:: Parts of the exercise ::
1. According to the Shuafat article, which nearby towns had their entrances blocked by Israeli forces?
2. Please set down the part of the Shuafat article starting with "A Palestinian youth" and going on through "occupied East Jerusalem.".

BEGIN Excerpted passage

Above Photo: Activestills.org.
The Israeli occupation has left nearly 130,000 people stranded inside the camp as Israeli forces continue their search for a suspect in the killing of a soldier at a checkpoint last week.
The siege as been condemned as an act of collective punishment.
A Palestinian youth was killed and several others were injured after Israeli occupation forces opened fire at protesters in Bethlehem in the occupied West Bank on Wednesday, October 12. The protesters were demanding lifting of the Israeli siege on the Shuafat refugee camp in occupied East Jerusalem.
According to the Palestinian Ministry of Health, 18-year-old Mohammad Adwai was shot dead and another youth was injured after Israeli forces opened fire at protesters.
Israeli forces also attacked several other protests across the occupied West Bank and East Jerusalem, including one at the Shuafat checkpoint itself, injuring several protesters.
The protests on Wednesday were part of the Palestinian call for strike against Israel’s ongoing siege of Shuafat, one of the largest Palestinian refugee camps. Protests were also held in several Israeli cities, such as Haifa, demanding the immediate lifting of the siege on Shuafat.
Israeli forces have besieged the Shuafat camp for last five days, where around 100,000 Palestinian refugees live. They prevented people in the camp from going out and also disallowed people from outside to enter. According to Quds News Network, Israeli forces also blocked the entrances of the nearby towns of Anata and al-Salam, and were conducting raids all across the occupied territories.
According to the Palestinian Wafa news agency, at least two dozen Palestinians have been arrested from the occupied West Bank and East Jerusalem in the mass raids so far.
According to the latest reports, though Israeli forces partially opened the checkpost leading to Shuafat on Thursday morning, they brought reinforcements including bulldozers inside the camp, which hints at the continuation of the raids.
The Israeli occupation forces have claimed that they are looking for a suspect involved in the killing of an Israeli soldier at a checkpoint last Saturday. The mother and brother of the suspect were arrested from the camp but later released.
The siege of the camp has left thousands of Palestinians, many who need regular medical checkups and treatment for terminal diseases such as cancer, stranded inside the camp without medical supervision and medicines as Israeli authorities did not allow those supplies inside. Most of the basic services like sanitation were also affected. Thousands of school children who travel to the main city for studies are also not allowed to attend their classes, Mahmoud Abu al-Antouz, head of the camp’s popular committee, told Al-Jazeera.

END Excerpted passage
BEGIN Provided material

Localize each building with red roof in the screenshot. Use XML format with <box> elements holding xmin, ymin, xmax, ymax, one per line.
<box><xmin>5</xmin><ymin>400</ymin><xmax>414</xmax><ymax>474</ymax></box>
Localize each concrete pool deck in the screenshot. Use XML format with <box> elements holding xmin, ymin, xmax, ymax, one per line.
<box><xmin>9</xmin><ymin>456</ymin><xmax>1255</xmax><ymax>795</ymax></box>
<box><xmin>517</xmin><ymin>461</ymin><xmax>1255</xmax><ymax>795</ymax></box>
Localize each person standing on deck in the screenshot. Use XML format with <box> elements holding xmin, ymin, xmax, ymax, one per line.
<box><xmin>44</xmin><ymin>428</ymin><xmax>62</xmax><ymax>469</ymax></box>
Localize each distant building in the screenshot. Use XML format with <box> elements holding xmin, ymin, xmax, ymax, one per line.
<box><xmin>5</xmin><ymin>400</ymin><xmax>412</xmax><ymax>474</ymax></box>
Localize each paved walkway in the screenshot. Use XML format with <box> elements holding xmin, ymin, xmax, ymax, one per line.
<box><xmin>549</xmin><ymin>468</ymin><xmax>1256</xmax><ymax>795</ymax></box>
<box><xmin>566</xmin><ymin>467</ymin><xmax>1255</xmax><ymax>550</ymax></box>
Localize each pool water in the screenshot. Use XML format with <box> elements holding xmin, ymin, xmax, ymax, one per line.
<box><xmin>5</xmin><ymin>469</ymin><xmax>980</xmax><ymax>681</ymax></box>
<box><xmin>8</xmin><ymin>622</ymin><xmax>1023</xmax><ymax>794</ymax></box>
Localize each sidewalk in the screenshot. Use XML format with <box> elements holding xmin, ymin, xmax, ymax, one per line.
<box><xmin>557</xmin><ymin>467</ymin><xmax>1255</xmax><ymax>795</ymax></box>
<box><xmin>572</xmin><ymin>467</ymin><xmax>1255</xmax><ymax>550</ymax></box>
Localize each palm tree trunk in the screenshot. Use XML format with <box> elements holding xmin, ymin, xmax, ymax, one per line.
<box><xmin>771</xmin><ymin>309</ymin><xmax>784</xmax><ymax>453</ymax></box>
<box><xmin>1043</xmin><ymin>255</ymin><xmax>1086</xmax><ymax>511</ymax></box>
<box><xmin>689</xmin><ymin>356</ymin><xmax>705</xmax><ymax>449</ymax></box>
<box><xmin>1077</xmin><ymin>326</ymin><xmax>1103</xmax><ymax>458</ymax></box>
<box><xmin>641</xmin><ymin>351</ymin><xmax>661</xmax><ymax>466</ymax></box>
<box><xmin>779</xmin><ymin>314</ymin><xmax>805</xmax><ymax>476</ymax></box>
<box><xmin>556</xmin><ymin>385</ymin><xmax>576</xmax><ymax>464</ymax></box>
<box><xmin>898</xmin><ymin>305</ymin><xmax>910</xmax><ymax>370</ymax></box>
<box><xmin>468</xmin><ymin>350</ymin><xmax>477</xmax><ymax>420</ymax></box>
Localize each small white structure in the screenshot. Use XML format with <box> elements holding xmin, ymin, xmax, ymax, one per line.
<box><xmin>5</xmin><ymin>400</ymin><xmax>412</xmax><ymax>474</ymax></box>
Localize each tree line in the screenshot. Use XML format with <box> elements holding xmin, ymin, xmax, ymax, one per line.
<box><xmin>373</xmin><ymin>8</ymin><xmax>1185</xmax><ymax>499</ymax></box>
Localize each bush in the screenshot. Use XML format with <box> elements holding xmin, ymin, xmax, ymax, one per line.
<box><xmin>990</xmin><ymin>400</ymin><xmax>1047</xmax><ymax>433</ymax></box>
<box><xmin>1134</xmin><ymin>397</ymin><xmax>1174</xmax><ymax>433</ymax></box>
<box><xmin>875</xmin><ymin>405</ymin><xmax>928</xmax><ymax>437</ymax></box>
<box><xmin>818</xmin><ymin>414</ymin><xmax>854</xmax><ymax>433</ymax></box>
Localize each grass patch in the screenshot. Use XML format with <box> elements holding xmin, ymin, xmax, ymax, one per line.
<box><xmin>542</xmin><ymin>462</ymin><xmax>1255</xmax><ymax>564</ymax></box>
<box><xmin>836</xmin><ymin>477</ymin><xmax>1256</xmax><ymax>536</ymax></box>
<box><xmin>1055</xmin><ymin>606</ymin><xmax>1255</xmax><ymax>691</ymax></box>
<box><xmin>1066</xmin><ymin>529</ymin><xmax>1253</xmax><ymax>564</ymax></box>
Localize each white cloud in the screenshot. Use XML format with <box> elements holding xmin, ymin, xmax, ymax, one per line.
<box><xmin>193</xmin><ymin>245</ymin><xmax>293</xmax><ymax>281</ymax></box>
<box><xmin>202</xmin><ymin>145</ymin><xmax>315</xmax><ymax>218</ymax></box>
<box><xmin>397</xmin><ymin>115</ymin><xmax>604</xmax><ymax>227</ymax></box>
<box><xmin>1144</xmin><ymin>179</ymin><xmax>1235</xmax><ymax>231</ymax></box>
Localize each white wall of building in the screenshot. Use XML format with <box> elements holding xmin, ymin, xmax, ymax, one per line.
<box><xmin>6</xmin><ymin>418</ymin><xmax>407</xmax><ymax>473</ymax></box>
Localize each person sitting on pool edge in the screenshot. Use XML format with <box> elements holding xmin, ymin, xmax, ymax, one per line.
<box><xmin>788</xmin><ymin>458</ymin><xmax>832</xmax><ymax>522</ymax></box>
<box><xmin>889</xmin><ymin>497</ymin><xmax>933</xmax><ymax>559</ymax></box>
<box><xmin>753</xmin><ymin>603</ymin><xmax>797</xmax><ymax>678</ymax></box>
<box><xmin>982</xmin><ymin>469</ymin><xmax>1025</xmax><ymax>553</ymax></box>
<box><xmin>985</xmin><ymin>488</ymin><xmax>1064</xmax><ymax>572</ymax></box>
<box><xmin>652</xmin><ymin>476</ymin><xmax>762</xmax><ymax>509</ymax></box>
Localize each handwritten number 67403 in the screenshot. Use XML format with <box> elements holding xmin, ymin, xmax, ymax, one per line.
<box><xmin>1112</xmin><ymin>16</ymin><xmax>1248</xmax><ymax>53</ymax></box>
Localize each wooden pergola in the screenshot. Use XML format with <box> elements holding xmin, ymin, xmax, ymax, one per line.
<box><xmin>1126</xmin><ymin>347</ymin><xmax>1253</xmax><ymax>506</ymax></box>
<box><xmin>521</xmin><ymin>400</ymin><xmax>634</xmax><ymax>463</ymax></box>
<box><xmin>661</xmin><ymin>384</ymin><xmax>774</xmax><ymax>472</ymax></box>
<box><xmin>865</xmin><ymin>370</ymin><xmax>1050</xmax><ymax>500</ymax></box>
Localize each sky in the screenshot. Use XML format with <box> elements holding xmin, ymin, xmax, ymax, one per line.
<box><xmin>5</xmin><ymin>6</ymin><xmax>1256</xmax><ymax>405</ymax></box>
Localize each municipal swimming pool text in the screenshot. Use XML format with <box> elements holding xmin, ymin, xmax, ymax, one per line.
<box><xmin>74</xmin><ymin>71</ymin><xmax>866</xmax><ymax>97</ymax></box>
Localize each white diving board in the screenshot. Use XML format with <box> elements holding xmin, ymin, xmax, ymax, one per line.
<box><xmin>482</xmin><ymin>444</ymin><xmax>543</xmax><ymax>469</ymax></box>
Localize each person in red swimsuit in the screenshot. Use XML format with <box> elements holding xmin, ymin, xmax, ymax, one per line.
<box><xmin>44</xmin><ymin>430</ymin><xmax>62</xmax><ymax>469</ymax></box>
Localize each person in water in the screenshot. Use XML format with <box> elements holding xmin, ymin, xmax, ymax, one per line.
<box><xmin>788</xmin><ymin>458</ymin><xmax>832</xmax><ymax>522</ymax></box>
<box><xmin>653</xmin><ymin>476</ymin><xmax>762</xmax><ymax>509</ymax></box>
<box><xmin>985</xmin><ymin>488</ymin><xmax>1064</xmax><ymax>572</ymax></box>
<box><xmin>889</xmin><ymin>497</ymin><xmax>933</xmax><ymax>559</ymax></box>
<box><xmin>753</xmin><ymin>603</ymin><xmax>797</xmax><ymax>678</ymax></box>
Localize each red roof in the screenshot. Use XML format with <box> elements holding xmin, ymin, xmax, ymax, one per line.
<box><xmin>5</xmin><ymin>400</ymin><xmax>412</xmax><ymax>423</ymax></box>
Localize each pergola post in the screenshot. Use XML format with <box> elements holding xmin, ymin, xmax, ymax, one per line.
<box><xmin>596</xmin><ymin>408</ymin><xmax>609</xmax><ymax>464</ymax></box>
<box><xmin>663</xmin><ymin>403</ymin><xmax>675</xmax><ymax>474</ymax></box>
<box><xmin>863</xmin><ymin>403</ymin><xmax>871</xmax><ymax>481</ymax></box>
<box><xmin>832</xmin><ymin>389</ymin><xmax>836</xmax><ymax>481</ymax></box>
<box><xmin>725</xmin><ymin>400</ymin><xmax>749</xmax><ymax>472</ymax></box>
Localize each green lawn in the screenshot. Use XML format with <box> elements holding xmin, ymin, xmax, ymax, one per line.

END Provided material

:: Per-task answers ::
1. Anata and al-Salam.

2.
A Palestinian youth was killed and several others were injured after Israeli occupation forces opened fire at protesters in Bethlehem in the occupied West Bank on Wednesday, October 12. The protesters were demanding lifting of the Israeli siege on the Shuafat refugee camp in occupied East Jerusalem.